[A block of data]
--- Start ---

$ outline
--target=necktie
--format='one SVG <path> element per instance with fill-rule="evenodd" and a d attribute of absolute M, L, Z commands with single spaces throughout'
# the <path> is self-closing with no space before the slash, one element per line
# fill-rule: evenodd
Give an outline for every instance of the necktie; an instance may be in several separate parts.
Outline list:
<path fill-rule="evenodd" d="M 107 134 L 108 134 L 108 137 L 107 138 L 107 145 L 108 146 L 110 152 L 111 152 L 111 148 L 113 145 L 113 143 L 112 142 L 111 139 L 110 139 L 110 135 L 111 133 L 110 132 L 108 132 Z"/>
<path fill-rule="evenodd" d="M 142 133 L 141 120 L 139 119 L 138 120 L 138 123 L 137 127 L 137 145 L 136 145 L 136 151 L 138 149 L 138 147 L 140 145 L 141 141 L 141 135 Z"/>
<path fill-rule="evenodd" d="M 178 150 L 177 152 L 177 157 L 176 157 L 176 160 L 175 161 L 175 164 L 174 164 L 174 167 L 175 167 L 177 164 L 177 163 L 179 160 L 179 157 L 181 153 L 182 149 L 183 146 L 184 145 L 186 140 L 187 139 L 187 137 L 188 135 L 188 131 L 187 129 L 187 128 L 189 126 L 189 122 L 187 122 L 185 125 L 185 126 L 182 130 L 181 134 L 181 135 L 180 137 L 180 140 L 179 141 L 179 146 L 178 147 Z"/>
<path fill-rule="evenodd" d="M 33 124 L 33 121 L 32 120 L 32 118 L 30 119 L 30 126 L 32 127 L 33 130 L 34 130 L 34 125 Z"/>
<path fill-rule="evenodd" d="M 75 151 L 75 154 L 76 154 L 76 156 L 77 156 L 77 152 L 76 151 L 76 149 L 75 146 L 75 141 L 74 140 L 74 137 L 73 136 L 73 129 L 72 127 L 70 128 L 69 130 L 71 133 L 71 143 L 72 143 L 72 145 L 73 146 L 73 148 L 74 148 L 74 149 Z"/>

--- End ---

* _Do this_
Render every line of the data above as a JSON list of strings, one string per line, leaving out blank lines.

* _Expected answer_
[
  "$ outline",
  "--target=necktie",
  "--format='one SVG <path> element per instance with fill-rule=\"evenodd\" and a d attribute of absolute M, L, Z commands with single spaces throughout'",
  "# the <path> is self-closing with no space before the slash, one element per line",
  "# fill-rule: evenodd",
  "Give an outline for every instance of the necktie; an instance may be in several separate parts.",
  "Outline list:",
  "<path fill-rule=\"evenodd\" d=\"M 107 134 L 108 134 L 108 137 L 107 138 L 107 145 L 108 146 L 110 152 L 111 152 L 111 148 L 113 145 L 113 143 L 112 142 L 111 139 L 110 139 L 110 135 L 111 133 L 110 132 L 108 132 Z\"/>",
  "<path fill-rule=\"evenodd\" d=\"M 142 133 L 141 120 L 139 119 L 138 120 L 138 123 L 137 127 L 137 145 L 136 145 L 136 151 L 138 149 L 138 147 L 140 145 L 141 141 L 141 135 Z\"/>",
  "<path fill-rule=\"evenodd\" d=\"M 178 150 L 177 152 L 177 157 L 176 157 L 176 160 L 175 161 L 175 164 L 174 164 L 174 167 L 175 167 L 177 164 L 177 163 L 179 160 L 179 157 L 181 153 L 182 149 L 183 146 L 184 145 L 186 140 L 187 139 L 187 137 L 188 135 L 188 131 L 187 129 L 187 128 L 189 126 L 189 122 L 187 122 L 185 125 L 185 126 L 182 130 L 181 134 L 181 135 L 180 137 L 180 140 L 179 141 L 179 146 L 178 147 Z\"/>",
  "<path fill-rule=\"evenodd\" d=\"M 33 124 L 33 121 L 32 120 L 32 118 L 30 119 L 30 126 L 32 127 L 33 130 L 34 130 L 34 125 Z\"/>",
  "<path fill-rule=\"evenodd\" d=\"M 75 151 L 75 154 L 76 154 L 76 156 L 77 156 L 77 152 L 76 151 L 76 149 L 75 146 L 75 141 L 74 140 L 74 137 L 73 136 L 73 129 L 72 127 L 70 128 L 69 130 L 71 133 L 71 143 L 72 143 L 72 145 L 73 146 L 73 148 L 74 148 L 74 149 Z\"/>"
]